• Given text:
§

Random IDs are a necessity for any large project and any app that is non-dev facing.
The only question is whether we introduce human or non-human readable IDs. If we introduce random human-readable IDs, we eliminate the need to think about and implement name logic for most inlang projects.
Thinking about naming is just wrong. If inlang users, and everyone in an organization, need to agree on naming conventions and read overwhelming articles like this, we won't make internationalization simple (enough).
Inlang's ecosystem will provide context through pre-rendering UIs or similar mechanisms in the future; pushing meaning into a message ID/name is redundant.

Additional notes

SEARCH: this is a follow-up issue. Fuzzy stuff or not is not important atm. We will see what users request.
https://discord.com/channels/897438559458430986/1185239478172909568/1185267189624873190

martin-lysk · 2023-12-20T00:40:54Z

will be part of #1844

martin-lysk · 2023-12-21T00:36:50Z

Some inspirations for word dicts

https://blog.asana.com/2011/09/6-sad-squid-snuggle-softly/
https://github.com/moby/moby/blob/master/pkg/namesgenerator/names-generator.go#L131
https://github.com/PerWiklander/IdentifierSentence/blob/master/src/main/java/biz/wiklander/tools/IdentifierSentence.java
https://github.com/EmpowerCode/human-readable-ids.js

ferdnyc · 2024-01-07T02:27:42Z

A somewhat devil's-advocate reaction follows. (IOW, I'm not trying to dispute this proposal or argue against it. Consider this as coming from a place of neutrality -- neither for nor against the idea.)

@samuelstroschein

already best practice for large projects because ids should (must!) have no meaning

[citation needed]?

@martin-lysk shared the "overwhelming article" (...? it's a 5-minute, large-font read), which contains arguments/advice in direct opposition to what's proposed here. So it feels like there should at least be some sort of supporting evidence on the pro side, as well.

better UX/DX because apps don't need to prompt users for ids

That's fair, and a good argument for at least some sort of automatically-generated ID scheme.

a wide class of bugs is eliminated like choosing paraglide incompatible ids

Surely a sufficiently good IDE can prevent that even when IDs are user-chosen, though? Sort of conflating unrelated things, here -- again, devil's advocate.

"Ensure users cannot choose invalid IDs" is solvable in more ways than "choose IDs for the user", isn't it? Even if the latter does technically avoid the former problem, in a swatting-a-fly-with-a-sledgehammer sort of way.

users can still search and memorize messages

"did you change blue_dot_map?"

"we have a missing translation for car_sky_keyboard"

They can, but is there any empirical data indicating that they will? Or is that merely a hypothetical scenario?

If a piece of code has a message ID blue_dot_map that needs to be updated, what's the real-world data (or even anecdata) on how users will discuss that message?

Are they more likely to say:

Did you change blue_dot_map?

or will they ignore randomly-chosen IDs and resort to contextual descriptions, like:

Did you change the translation for the export format label in the render dialog?

samuelstroschein · 2024-01-07T15:00:39Z

Hey @ferdnyc,

I am replying to address your concern, but please do not reply. This discussion is closed. We formed a decision. Re-opening this discussion would take resources from other tasks.

§

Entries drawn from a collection

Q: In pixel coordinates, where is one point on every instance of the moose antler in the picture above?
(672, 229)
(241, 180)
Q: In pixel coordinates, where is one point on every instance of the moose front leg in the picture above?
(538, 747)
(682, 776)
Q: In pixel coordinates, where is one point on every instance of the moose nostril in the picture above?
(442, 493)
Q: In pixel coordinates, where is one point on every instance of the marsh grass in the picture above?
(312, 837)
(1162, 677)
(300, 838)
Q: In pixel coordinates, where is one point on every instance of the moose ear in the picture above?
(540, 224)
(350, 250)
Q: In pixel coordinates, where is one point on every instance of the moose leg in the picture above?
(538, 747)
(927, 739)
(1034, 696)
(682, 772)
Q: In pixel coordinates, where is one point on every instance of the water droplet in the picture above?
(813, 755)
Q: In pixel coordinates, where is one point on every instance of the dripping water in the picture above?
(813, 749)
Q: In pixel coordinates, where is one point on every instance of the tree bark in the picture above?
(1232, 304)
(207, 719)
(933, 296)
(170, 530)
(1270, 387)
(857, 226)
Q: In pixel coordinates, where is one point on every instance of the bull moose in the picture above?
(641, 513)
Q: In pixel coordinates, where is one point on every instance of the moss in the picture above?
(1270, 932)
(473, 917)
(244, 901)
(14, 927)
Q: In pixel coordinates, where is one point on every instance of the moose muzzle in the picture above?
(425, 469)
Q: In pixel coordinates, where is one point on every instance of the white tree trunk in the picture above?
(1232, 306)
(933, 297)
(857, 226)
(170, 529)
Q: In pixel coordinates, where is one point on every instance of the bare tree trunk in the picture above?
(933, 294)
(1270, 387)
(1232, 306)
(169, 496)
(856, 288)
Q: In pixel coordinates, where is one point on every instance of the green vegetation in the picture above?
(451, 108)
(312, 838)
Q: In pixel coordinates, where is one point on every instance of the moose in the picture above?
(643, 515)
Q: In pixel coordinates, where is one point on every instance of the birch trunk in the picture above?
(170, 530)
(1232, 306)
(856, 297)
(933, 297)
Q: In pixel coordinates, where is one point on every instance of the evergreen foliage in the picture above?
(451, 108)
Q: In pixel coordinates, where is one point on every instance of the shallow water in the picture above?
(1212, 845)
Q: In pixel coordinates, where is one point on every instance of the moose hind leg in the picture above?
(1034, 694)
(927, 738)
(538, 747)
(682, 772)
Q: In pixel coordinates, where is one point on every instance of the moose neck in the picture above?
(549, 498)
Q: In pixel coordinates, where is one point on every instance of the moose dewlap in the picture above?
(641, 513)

§

• What the task requires: Could you continue the discussion about random human-readable message IDs, starting right after its last sentence?

• Result of this exercise:
Before I start, It is crucial to understand that anything we implement at inlang needs to work across an organization and, therefore, across different teams with different needs. I assume that you are coming from a dev (only) perspective, which fails inlang's mission to make globalization of software simple(r).

[...] shared the "overwhelming article" (...? it's a 5-minute, large-font read), which contains arguments/advice in direct opposition to what's proposed here.

The article is overwhelming because this 5-minute read is part of hundreds if not thousands, of hours that larger teams will discuss naming conventions. Wasted hours because a consensus will not emerge. Rules like "describe in the ID where messages are used" will be ignored, will differ between teams, and sometimes can't even be established.

For example, we know that users want to create messages via Fink. They have no context to create a message according to a "provide context rule". And neither might a system that automatically creates messages (think of automatic extraction).

Surely a sufficiently good IDE can prevent that even when IDs are user-chosen, though?

Every app in the ecosystem (designers, translators, marketing, ...) would need this validation. Yes, we could add a mechanism to the linting system, but why lint something that we can (likely) avoid altogether by using human readable IDs instead of random hashes?

That's fair, and a good argument for at least some sort of automatically-generated ID scheme.

You came to the button of the proposal here. This discussion is not about preventing you from aliasing messages, merely that our ID system is human readable instead of random hashes. We believe human-readable ids will eliminate the need for naming discussions.

They can, but is there any empirical data indicating that they will? Or is that merely a hypothetical scenario?

Experience we have in i18n software. Naming conventions are rotten because they don't work for i18n, where different teams need to agree on a convention.

or will they ignore randomly-chosen IDs and resort to contextual descriptions, like:

Nothing prevents that. In that moment, we achieved our goal. The ID of a message became meaningless, and naming discussions are eliminated :)

martin-lysk · 2024-01-12T09:11:42Z

@opral/inlang-cli @opral/inlang-cli @opral/inlang-fink @opral/inlang-ide-extension

Please check the spreadsheet of terms we plan to use for human id's (i will share the link in discord).

The table has a total of 4 tabs with different "adjectives", "nouns", "adverbs", "verbs".

Please take 30 minutes to check the current words for.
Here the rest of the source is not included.